[AIM] Write out, word for word, everything in the records from the line containing "Where is each instance of the white paper" down to the line containing "point(826, 734)", including both of those lines, and nothing else.

Object location annotation data:
-----
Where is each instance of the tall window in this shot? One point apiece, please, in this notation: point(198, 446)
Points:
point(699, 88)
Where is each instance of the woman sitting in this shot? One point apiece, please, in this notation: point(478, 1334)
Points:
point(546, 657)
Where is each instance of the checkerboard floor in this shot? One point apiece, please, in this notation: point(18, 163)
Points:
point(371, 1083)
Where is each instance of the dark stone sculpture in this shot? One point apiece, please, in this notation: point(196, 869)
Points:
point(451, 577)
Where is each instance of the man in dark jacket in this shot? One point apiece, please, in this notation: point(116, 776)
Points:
-----
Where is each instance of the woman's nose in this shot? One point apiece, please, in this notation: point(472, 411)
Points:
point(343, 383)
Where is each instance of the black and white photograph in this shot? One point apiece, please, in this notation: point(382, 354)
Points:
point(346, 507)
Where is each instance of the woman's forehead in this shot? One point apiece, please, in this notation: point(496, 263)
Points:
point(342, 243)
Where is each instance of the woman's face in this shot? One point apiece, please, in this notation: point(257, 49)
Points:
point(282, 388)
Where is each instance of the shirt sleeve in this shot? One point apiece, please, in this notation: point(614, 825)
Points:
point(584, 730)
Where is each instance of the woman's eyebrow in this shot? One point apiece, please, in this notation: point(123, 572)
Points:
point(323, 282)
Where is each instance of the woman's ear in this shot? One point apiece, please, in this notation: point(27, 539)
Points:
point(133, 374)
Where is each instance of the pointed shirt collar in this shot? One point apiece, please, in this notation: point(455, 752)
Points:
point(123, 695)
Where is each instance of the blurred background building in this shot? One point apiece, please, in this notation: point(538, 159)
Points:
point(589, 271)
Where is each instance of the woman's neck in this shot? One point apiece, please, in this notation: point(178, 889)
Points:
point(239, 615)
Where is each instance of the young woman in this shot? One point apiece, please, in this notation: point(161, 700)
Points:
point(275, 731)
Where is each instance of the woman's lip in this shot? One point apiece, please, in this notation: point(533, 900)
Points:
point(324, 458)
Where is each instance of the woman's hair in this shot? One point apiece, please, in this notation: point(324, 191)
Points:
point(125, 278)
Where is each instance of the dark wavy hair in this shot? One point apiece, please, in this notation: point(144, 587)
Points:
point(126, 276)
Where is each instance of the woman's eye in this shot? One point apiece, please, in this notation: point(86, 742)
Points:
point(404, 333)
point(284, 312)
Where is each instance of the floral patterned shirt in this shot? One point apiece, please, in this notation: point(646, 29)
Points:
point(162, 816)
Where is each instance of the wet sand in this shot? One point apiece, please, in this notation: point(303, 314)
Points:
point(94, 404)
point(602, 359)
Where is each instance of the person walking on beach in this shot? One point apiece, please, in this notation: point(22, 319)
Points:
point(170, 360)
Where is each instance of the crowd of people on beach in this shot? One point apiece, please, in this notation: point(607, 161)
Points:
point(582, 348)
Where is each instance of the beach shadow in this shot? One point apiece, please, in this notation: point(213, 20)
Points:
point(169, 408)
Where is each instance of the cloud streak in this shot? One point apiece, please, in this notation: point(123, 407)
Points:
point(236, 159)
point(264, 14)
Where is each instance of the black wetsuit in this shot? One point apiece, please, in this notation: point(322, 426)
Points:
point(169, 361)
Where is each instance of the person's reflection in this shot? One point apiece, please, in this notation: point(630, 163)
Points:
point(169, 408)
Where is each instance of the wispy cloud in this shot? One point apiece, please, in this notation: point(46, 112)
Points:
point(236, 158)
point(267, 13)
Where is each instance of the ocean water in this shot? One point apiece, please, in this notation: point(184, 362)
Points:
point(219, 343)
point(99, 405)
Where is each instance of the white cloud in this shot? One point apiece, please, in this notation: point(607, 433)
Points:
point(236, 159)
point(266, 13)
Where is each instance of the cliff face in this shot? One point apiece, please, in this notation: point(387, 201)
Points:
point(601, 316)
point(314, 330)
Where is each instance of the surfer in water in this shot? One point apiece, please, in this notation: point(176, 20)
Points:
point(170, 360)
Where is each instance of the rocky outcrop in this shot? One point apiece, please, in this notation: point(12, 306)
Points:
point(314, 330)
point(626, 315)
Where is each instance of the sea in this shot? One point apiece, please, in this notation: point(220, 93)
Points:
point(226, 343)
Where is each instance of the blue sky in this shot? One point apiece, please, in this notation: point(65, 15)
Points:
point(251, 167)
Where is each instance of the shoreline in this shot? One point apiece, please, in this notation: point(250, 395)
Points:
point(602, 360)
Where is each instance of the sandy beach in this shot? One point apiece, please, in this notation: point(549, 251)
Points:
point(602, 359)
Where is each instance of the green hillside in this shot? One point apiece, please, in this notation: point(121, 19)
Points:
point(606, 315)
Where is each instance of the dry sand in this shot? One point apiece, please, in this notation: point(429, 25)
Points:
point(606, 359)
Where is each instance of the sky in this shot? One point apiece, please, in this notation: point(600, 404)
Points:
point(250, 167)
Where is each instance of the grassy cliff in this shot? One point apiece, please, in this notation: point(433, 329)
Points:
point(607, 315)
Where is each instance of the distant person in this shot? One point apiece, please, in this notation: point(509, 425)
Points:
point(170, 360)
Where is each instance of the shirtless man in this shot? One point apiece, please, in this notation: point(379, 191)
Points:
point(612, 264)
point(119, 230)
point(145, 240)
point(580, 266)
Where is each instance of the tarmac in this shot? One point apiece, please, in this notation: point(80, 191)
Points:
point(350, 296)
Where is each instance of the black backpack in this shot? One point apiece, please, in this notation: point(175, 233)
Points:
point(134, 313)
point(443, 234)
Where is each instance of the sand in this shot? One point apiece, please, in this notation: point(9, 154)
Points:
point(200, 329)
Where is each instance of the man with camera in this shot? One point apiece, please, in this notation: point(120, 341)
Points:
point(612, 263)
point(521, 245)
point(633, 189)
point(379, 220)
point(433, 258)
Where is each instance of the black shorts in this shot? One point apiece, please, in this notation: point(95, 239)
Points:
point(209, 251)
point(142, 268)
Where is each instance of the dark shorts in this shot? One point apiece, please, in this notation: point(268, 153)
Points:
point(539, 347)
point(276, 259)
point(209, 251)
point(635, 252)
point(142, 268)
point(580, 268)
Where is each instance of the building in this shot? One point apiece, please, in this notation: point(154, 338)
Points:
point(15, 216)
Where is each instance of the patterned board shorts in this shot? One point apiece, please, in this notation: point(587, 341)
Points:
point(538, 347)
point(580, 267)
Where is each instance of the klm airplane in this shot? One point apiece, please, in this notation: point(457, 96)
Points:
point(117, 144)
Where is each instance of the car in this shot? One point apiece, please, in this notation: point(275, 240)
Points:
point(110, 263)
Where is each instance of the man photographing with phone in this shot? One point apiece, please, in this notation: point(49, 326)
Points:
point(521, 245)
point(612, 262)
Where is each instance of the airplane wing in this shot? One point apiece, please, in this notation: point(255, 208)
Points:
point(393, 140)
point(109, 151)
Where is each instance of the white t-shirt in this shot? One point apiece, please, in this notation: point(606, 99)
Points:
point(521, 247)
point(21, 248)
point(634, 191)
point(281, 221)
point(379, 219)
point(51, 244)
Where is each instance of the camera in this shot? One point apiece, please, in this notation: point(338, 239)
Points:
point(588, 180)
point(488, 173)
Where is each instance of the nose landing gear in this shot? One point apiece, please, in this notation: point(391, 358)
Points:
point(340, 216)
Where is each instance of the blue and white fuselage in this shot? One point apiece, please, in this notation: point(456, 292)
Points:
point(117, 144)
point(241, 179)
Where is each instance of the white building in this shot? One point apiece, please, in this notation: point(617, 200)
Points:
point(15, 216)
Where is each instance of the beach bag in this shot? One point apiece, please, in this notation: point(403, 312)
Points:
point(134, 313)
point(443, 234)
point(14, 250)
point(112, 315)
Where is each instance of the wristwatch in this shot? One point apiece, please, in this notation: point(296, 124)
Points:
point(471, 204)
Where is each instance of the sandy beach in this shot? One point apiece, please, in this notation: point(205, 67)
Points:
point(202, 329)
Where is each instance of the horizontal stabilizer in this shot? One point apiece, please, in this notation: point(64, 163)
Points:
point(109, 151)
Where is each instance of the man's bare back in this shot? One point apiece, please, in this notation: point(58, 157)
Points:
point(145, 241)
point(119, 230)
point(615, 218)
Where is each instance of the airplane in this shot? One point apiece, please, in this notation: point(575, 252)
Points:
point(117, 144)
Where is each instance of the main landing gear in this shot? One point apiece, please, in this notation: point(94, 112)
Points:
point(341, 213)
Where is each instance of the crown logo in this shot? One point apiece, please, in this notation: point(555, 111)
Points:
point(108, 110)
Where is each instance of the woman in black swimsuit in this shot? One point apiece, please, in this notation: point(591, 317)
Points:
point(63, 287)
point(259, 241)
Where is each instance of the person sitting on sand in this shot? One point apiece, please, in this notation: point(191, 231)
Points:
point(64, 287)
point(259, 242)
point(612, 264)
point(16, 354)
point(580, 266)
-----
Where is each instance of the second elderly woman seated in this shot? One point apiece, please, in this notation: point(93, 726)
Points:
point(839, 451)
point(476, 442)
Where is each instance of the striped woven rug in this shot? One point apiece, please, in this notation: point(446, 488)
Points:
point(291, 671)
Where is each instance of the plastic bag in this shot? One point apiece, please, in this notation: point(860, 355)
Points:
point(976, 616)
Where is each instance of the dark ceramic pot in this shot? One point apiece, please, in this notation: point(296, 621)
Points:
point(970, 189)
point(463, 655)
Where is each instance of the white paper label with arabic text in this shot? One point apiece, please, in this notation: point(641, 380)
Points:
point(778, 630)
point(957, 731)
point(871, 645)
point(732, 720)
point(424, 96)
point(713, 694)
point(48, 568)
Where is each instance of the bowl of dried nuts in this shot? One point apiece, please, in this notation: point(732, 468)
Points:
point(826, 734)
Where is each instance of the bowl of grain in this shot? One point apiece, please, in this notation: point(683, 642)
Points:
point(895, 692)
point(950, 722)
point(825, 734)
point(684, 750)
-----
[THE REPLY]
Where is each instance of the white paper label with arabic text in this shot? One point apiece, please, in this notation: point(641, 380)
Points:
point(778, 630)
point(957, 731)
point(871, 645)
point(732, 720)
point(424, 96)
point(713, 694)
point(48, 568)
Where is each instance of the bowl of dried nuts in this shot? One point apiece, please, in this notation: point(732, 468)
Points:
point(826, 734)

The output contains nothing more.